Collection entries
────────────────────────────────────────

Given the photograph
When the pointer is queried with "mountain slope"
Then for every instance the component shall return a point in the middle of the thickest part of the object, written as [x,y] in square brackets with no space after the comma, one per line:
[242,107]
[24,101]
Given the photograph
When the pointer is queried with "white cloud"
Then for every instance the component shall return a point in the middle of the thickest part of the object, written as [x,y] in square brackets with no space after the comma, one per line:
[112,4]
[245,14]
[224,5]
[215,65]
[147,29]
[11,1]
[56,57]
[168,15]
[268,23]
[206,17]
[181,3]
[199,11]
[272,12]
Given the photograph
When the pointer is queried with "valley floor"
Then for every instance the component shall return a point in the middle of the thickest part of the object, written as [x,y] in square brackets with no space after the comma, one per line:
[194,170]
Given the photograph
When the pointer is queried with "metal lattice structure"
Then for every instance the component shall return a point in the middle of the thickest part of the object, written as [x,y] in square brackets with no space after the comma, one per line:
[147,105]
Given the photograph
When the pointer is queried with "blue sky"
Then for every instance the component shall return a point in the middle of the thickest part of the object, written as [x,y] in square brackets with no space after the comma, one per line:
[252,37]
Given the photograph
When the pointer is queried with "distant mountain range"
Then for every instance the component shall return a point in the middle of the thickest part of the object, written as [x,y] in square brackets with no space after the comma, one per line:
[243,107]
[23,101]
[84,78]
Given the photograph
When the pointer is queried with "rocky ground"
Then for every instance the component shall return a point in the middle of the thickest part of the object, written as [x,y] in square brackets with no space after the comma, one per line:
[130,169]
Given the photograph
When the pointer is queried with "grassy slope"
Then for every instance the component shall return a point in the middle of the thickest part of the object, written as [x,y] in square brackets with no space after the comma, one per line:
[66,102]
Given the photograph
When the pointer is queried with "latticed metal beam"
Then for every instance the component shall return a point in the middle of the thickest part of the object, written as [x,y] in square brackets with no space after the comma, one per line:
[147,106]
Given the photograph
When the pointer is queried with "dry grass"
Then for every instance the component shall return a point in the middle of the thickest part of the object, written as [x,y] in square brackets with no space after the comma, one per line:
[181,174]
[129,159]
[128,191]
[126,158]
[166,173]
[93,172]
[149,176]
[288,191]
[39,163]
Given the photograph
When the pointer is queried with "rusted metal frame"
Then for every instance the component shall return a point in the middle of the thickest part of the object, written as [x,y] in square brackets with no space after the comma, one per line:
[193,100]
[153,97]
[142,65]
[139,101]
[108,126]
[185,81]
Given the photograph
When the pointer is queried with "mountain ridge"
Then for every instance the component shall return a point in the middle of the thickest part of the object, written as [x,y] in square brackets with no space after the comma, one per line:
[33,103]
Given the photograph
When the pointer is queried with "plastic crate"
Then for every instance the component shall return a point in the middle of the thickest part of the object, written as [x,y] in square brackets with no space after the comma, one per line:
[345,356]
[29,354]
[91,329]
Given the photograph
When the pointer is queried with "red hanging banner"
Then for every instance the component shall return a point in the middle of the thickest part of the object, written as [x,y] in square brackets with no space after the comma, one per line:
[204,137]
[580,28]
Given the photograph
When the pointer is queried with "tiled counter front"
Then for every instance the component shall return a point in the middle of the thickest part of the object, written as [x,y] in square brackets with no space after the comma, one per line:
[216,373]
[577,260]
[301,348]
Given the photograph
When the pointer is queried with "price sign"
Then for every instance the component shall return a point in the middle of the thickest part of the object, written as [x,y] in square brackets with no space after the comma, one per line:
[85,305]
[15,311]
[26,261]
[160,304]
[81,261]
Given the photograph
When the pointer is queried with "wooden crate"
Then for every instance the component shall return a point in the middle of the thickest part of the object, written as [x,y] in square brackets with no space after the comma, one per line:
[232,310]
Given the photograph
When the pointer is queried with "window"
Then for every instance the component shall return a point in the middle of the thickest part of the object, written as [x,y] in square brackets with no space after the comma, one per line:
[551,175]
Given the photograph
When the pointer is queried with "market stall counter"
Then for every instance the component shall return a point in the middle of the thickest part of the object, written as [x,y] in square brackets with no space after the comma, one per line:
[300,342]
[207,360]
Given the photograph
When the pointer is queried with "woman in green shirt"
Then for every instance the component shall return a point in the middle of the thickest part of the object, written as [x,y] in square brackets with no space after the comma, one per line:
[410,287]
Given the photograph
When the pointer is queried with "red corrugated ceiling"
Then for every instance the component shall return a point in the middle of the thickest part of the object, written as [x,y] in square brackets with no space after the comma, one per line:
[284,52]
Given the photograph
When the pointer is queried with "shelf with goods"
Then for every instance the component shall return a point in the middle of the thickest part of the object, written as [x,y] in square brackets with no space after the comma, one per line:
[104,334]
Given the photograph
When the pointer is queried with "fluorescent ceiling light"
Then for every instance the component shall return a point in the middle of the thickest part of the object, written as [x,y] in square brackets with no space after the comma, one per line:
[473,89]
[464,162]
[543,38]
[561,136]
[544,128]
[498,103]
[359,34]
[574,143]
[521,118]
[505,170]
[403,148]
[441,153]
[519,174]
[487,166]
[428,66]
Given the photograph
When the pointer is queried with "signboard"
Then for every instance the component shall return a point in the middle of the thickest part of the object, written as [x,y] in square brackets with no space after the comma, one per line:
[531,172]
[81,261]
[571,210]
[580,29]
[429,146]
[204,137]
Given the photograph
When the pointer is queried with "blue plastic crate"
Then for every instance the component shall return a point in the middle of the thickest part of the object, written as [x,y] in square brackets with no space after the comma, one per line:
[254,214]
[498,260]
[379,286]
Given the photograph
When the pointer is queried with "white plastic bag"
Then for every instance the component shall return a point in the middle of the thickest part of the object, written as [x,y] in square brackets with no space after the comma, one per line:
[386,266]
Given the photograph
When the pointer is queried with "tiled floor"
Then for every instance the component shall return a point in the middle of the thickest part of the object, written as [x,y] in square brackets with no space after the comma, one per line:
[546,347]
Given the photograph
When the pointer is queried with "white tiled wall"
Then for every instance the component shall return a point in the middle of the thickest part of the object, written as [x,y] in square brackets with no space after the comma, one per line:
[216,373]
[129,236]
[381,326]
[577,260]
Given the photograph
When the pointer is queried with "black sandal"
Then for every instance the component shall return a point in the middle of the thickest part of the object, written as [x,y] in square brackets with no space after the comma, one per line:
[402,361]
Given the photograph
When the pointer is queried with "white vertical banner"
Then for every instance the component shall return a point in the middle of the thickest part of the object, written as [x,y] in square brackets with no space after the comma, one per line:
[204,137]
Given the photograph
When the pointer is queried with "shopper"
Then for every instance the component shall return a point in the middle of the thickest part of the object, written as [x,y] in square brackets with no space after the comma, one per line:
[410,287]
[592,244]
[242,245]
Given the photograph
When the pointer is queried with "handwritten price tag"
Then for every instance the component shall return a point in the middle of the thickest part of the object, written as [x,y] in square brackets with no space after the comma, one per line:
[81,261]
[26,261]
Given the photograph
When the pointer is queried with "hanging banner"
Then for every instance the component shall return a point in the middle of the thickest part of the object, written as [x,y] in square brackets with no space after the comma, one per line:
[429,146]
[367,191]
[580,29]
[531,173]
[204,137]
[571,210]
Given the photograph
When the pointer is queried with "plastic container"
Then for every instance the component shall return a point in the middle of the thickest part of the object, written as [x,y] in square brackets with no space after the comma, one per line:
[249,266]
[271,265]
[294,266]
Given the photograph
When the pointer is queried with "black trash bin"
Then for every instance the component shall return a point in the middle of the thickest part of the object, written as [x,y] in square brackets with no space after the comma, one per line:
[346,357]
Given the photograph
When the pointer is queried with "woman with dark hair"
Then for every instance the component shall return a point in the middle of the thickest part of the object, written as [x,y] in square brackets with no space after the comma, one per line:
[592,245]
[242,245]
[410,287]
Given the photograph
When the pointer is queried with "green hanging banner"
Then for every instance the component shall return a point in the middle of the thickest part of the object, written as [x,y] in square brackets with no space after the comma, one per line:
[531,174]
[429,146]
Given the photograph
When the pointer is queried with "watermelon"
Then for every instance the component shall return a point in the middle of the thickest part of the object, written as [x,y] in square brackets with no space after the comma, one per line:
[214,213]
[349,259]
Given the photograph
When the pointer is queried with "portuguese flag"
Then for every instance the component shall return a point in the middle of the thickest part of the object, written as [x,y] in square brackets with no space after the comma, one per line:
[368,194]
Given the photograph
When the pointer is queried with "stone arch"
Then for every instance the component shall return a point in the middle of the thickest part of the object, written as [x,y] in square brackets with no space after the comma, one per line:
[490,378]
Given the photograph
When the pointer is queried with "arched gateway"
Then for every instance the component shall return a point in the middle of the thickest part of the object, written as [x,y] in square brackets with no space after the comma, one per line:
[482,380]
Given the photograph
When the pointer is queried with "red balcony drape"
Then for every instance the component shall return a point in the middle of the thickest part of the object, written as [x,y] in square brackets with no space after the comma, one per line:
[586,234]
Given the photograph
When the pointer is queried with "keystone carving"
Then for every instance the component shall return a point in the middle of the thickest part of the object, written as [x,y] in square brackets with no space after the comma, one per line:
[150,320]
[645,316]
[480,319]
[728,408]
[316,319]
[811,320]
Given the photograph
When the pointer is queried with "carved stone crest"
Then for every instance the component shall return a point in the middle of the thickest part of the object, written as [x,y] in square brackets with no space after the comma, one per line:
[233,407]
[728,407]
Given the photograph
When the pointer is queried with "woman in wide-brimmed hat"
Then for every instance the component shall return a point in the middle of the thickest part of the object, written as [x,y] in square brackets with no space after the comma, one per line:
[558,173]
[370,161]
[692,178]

────────────────────────────────────────

Please pull out every line in the items above that contains the string "floor", matching case exactly.

▶ _Reply to the task_
When the pointer is queried with "valley floor"
When the pointer is queried with "tiled floor"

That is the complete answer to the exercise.